Source text:

Shopping for movie fans can be hard considering most of us tend to buy our own movies, so it's tricky to not only tell if someone already owns a film, but if they'll even like it. Hopefully we can take the guess work out of that with the Movies.com Holiday Gift Guide.
We've put together a list of several dozen Blu-rays and DVDS all newly released from the past six months (so the chances are smaller your intended recipient has bought them), and are all good films that may not be on most people's radars. That means we've left off most major studio movies, because chances are your brother who is a huge Superman fan already bought Man of Steel. However, your young nephew who loves to read when he's not watching kids movies probably doesn't have a copy of The Pagemaster on Blu-ray. Those are the options we're trying to tell you about.
Enjoy and happy holidays!
For the Horror Fan
Plenty of old horror films got stellar Blu-ray upgrades this year, and you could certainly argue films like John Carpenter's The Fog or Night of the Comet are better films than Idle Hands, but I still say this is one of the most underloved, underseen horror films of the late '90s. It's got a good cast, a twisted sense of humor, a delightfully strange Satanist plot, and some wicked makeup effects. Plus, it holds up well beyond sheer nostalgia. If you know a horror fan who was a teen in the '90s and loved MTV, get them this.

Brief 1: List every film title that the movie gift guide mentions.
Brief 2: Gather each line of the records that contains the word "tray".
The records that come next are unrelated to the movie gift guide.

Labeled-object pointing entries:
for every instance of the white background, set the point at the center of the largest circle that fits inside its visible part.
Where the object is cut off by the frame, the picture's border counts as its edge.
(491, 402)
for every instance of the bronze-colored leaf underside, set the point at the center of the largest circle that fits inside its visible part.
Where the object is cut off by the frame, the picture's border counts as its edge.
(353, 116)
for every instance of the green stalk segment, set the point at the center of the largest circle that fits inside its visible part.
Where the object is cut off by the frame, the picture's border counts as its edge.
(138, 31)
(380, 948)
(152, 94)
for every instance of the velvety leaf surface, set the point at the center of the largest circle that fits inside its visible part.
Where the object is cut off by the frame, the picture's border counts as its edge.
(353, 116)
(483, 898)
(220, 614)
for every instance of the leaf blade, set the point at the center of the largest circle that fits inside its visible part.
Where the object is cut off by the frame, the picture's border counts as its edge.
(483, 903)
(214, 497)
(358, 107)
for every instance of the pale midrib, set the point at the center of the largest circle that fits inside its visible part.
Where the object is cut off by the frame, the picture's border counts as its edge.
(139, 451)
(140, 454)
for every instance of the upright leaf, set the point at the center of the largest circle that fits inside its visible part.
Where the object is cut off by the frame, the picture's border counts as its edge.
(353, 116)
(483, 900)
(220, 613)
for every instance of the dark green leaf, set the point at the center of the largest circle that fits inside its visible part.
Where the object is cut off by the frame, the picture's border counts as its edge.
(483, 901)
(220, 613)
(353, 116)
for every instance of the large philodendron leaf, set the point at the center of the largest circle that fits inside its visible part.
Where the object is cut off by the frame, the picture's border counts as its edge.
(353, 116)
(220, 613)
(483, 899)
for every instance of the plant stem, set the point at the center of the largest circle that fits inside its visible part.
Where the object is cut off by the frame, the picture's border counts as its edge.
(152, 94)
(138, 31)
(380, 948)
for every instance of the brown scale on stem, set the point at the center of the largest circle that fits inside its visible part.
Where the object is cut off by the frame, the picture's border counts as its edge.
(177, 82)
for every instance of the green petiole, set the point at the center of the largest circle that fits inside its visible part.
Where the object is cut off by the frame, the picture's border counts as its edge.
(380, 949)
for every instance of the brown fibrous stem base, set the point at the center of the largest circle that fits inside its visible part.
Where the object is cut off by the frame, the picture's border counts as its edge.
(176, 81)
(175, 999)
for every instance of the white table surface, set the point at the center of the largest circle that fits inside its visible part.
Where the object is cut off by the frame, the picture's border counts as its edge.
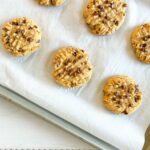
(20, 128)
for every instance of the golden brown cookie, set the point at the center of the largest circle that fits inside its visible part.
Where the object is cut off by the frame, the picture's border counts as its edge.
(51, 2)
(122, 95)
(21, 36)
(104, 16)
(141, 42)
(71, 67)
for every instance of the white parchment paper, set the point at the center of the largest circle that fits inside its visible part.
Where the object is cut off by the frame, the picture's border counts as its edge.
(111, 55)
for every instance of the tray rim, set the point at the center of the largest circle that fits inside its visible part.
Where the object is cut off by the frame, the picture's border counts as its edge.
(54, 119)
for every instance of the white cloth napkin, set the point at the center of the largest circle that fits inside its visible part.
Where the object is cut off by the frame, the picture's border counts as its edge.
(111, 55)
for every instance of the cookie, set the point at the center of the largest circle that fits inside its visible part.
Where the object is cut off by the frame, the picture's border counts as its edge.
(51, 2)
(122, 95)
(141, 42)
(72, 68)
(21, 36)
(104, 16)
==
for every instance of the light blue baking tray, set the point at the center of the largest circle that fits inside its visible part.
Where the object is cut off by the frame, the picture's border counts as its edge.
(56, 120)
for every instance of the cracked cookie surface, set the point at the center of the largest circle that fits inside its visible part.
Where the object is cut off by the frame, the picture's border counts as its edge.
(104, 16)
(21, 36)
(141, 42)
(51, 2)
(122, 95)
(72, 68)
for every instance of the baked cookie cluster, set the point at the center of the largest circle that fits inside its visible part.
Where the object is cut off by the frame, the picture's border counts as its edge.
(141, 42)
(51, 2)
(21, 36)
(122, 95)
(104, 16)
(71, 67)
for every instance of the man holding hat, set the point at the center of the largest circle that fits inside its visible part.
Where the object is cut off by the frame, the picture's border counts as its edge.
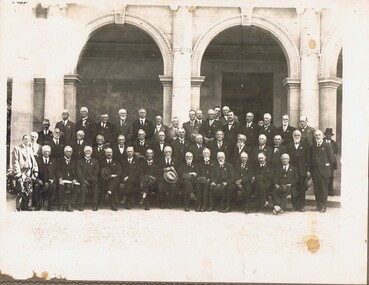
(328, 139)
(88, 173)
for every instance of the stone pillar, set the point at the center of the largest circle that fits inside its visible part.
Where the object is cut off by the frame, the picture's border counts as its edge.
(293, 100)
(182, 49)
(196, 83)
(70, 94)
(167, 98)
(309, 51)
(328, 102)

Result 1: Man of Steel, The Pagemaster, The Fog, Night of the Comet, Idle Hands

Result 2:
for every instance of the tray rim, set the point at the center of the largest circle that fits inside its visible part.
for every instance of the light blue baking tray, set the point at the center of the largest circle that fits inside its visible part.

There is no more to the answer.